> _Directive_: Retype each of the following entries word for word, with no changes.

─── Data for processing ───

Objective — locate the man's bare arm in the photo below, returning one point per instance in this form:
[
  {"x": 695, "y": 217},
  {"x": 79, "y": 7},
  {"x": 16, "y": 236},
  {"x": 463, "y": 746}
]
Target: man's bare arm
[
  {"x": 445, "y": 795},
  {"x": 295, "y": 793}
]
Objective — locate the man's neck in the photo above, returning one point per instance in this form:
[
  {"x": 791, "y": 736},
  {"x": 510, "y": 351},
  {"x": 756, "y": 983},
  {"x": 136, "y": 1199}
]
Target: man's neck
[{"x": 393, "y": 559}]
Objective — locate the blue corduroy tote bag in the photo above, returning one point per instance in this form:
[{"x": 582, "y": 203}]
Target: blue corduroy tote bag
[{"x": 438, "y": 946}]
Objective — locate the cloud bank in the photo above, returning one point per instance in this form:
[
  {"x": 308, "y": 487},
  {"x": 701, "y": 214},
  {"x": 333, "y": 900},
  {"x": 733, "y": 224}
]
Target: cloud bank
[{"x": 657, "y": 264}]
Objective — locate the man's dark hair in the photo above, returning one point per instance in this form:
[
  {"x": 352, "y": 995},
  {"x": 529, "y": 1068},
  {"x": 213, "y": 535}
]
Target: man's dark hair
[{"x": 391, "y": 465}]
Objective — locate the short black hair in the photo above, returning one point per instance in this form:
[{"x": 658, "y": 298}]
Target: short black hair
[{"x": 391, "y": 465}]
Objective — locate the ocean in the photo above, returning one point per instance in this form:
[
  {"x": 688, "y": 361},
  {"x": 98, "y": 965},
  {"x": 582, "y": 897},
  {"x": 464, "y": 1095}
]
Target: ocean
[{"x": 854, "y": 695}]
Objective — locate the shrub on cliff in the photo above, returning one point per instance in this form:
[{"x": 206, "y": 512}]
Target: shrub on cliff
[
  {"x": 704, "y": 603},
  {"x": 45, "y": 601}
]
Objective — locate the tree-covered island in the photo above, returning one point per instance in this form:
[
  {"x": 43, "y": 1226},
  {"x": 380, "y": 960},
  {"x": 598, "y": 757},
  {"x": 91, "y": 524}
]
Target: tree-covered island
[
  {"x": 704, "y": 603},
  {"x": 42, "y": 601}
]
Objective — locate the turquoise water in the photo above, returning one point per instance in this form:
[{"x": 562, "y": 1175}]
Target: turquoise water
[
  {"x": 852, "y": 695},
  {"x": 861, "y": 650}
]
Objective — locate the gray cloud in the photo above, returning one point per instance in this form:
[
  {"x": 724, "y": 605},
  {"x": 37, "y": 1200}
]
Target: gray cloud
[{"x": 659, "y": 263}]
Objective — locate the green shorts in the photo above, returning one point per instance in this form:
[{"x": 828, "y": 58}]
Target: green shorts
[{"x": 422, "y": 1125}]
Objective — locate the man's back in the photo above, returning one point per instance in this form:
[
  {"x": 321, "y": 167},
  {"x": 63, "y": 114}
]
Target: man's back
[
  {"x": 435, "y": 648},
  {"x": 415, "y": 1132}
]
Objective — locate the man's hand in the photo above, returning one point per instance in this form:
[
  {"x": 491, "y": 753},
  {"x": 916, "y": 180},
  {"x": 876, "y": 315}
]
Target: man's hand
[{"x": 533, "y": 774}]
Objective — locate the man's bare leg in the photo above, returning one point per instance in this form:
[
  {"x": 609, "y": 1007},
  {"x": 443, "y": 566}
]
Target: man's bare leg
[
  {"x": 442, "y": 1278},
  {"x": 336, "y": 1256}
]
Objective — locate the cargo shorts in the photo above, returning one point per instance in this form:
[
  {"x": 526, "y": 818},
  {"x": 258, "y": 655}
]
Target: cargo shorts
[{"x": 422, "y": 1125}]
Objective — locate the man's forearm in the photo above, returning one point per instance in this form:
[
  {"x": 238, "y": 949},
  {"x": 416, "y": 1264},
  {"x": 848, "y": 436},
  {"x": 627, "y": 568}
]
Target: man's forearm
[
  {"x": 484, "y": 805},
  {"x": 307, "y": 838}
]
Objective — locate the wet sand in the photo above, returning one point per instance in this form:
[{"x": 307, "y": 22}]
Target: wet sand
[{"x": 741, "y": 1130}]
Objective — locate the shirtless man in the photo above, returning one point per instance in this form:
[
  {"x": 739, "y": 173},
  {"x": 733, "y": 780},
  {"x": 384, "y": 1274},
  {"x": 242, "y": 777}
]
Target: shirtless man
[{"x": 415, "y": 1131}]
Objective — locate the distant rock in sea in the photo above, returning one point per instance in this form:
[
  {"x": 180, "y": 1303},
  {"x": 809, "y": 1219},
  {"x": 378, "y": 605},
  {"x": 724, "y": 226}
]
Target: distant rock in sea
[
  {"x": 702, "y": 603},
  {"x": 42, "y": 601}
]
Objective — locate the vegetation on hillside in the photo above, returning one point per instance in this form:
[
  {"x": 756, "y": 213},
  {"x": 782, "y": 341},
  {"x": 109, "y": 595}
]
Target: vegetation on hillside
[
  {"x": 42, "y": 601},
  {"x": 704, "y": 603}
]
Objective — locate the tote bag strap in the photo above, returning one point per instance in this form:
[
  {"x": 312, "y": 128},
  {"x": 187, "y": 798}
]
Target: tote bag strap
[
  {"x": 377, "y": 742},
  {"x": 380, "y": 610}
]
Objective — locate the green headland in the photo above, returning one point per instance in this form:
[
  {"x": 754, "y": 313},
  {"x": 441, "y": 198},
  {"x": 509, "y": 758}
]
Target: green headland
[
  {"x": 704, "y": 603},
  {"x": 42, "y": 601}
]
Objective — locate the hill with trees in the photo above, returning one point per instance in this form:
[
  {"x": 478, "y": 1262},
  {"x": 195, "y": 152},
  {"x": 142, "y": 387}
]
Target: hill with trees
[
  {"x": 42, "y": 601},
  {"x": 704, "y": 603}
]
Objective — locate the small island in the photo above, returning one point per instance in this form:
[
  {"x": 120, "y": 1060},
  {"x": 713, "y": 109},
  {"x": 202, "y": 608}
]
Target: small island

───

> _Solved problem_:
Objective — locate the man's bare arm in the photo below, returning one point per instance in this form:
[
  {"x": 695, "y": 217},
  {"x": 79, "y": 7},
  {"x": 16, "y": 236},
  {"x": 463, "y": 746}
]
Target: man's bare arm
[
  {"x": 445, "y": 795},
  {"x": 295, "y": 793}
]
Objective — locate the man's neck in the photo above, returning one point per instance in this form:
[
  {"x": 791, "y": 736},
  {"x": 510, "y": 351},
  {"x": 756, "y": 983},
  {"x": 136, "y": 1199}
]
Target: man's neck
[{"x": 393, "y": 559}]
Objective — locate the blue corduroy tote bag in the photo above, returning one point per instance in this form:
[{"x": 582, "y": 203}]
Target: blue corduroy tote bag
[{"x": 438, "y": 946}]
Objective — locate the cloud bank in the photo above, returning one point per instance in this form:
[
  {"x": 308, "y": 487},
  {"x": 701, "y": 214},
  {"x": 333, "y": 900},
  {"x": 733, "y": 224}
]
Target: cloud bank
[{"x": 657, "y": 264}]
Objective — locate the man's dark hair in the photo above, returning one point per instance in this form:
[
  {"x": 352, "y": 995},
  {"x": 529, "y": 1068},
  {"x": 213, "y": 535}
]
Target: man's dark hair
[{"x": 391, "y": 465}]
Objective — locate the short black hair in the photo above, returning one point per instance in this form:
[{"x": 658, "y": 298}]
Target: short black hair
[{"x": 391, "y": 465}]
Objective — locate the ocean in the photo above, returning one point per instance in this form:
[
  {"x": 688, "y": 361},
  {"x": 98, "y": 965},
  {"x": 582, "y": 897},
  {"x": 464, "y": 1095}
]
Target: ocean
[{"x": 854, "y": 695}]
Objective — locate the shrub on cliff in the photo above, returning one point per instance in this form:
[{"x": 206, "y": 512}]
Target: shrub on cliff
[
  {"x": 704, "y": 603},
  {"x": 45, "y": 601}
]
Objective — locate the tree-covered island in the photo above, returning one point per instance in this form:
[
  {"x": 43, "y": 1226},
  {"x": 380, "y": 960},
  {"x": 598, "y": 757},
  {"x": 91, "y": 524}
]
Target: tree-covered island
[
  {"x": 704, "y": 603},
  {"x": 42, "y": 601}
]
Objective — locate the turquoise water in the photo above, returning one point per instance in this form:
[{"x": 562, "y": 1175}]
Target: turquoise water
[
  {"x": 852, "y": 695},
  {"x": 861, "y": 650}
]
Objective — locate the gray cloud in the photo above, returning one point per instance in this form:
[
  {"x": 724, "y": 605},
  {"x": 37, "y": 1200}
]
Target: gray cloud
[{"x": 659, "y": 263}]
Objective — locate the green shorts in the photo above, returning one point per instance in this form:
[{"x": 828, "y": 58}]
Target: green shorts
[{"x": 422, "y": 1125}]
Objective — locate the man's back in the photo above, returning one point per instance in this form:
[
  {"x": 321, "y": 167},
  {"x": 63, "y": 114}
]
Target: man's back
[
  {"x": 435, "y": 648},
  {"x": 415, "y": 1132}
]
Objective — locate the man's hand in the photo above, returning one point per instance in this form:
[
  {"x": 491, "y": 753},
  {"x": 916, "y": 180},
  {"x": 876, "y": 315}
]
Target: man's hand
[{"x": 533, "y": 774}]
Objective — locate the man's bare leg in the photo above, returning one point per instance in this form:
[
  {"x": 609, "y": 1007},
  {"x": 443, "y": 566}
]
Target: man's bare leg
[
  {"x": 442, "y": 1278},
  {"x": 336, "y": 1256}
]
Objective — locate the cargo shorts in the photo above, returning one point per instance in this form:
[
  {"x": 526, "y": 818},
  {"x": 258, "y": 655}
]
Target: cargo shorts
[{"x": 422, "y": 1125}]
Objective — locate the man's forearm in the photo above, returning one point per instance in this form:
[
  {"x": 238, "y": 949},
  {"x": 416, "y": 1264},
  {"x": 848, "y": 436},
  {"x": 627, "y": 568}
]
Target: man's forearm
[
  {"x": 484, "y": 805},
  {"x": 307, "y": 838}
]
Objective — locate the wet sand in the photo above, returning one point per instance in this form:
[{"x": 307, "y": 22}]
Target: wet sand
[{"x": 741, "y": 1130}]
Objective — locate the shirtless man in the photo above, returning one point per instance in this form:
[
  {"x": 739, "y": 173},
  {"x": 733, "y": 780},
  {"x": 384, "y": 1274},
  {"x": 242, "y": 777}
]
Target: shirtless man
[{"x": 415, "y": 1131}]
Objective — locate the distant rock in sea in the photo above, returning one point per instance in this form:
[
  {"x": 180, "y": 1303},
  {"x": 809, "y": 1219},
  {"x": 378, "y": 605},
  {"x": 724, "y": 226}
]
Target: distant rock in sea
[
  {"x": 702, "y": 603},
  {"x": 42, "y": 601}
]
Objective — locate the vegetation on hillside in the photo above, returning one point per instance in this form:
[
  {"x": 756, "y": 213},
  {"x": 782, "y": 341},
  {"x": 109, "y": 595}
]
Target: vegetation on hillside
[
  {"x": 42, "y": 601},
  {"x": 704, "y": 603}
]
Objective — locate the tote bag strap in the photo above, returning one point per instance in this form:
[
  {"x": 312, "y": 128},
  {"x": 187, "y": 798}
]
Target: tote bag strap
[
  {"x": 377, "y": 742},
  {"x": 380, "y": 610}
]
Objective — locate the green headland in the photo above, returning one point per instance in this form:
[
  {"x": 754, "y": 313},
  {"x": 441, "y": 198},
  {"x": 509, "y": 758}
]
Target: green headland
[
  {"x": 704, "y": 603},
  {"x": 42, "y": 601}
]
Objective — locate the hill with trees in the photo above, returning one point per instance in this form:
[
  {"x": 478, "y": 1262},
  {"x": 195, "y": 152},
  {"x": 142, "y": 387}
]
Target: hill with trees
[
  {"x": 42, "y": 601},
  {"x": 704, "y": 603}
]
Objective — locate the small island in the photo above, returning one point per instance in this form:
[
  {"x": 120, "y": 1060},
  {"x": 713, "y": 109},
  {"x": 202, "y": 608}
]
Target: small island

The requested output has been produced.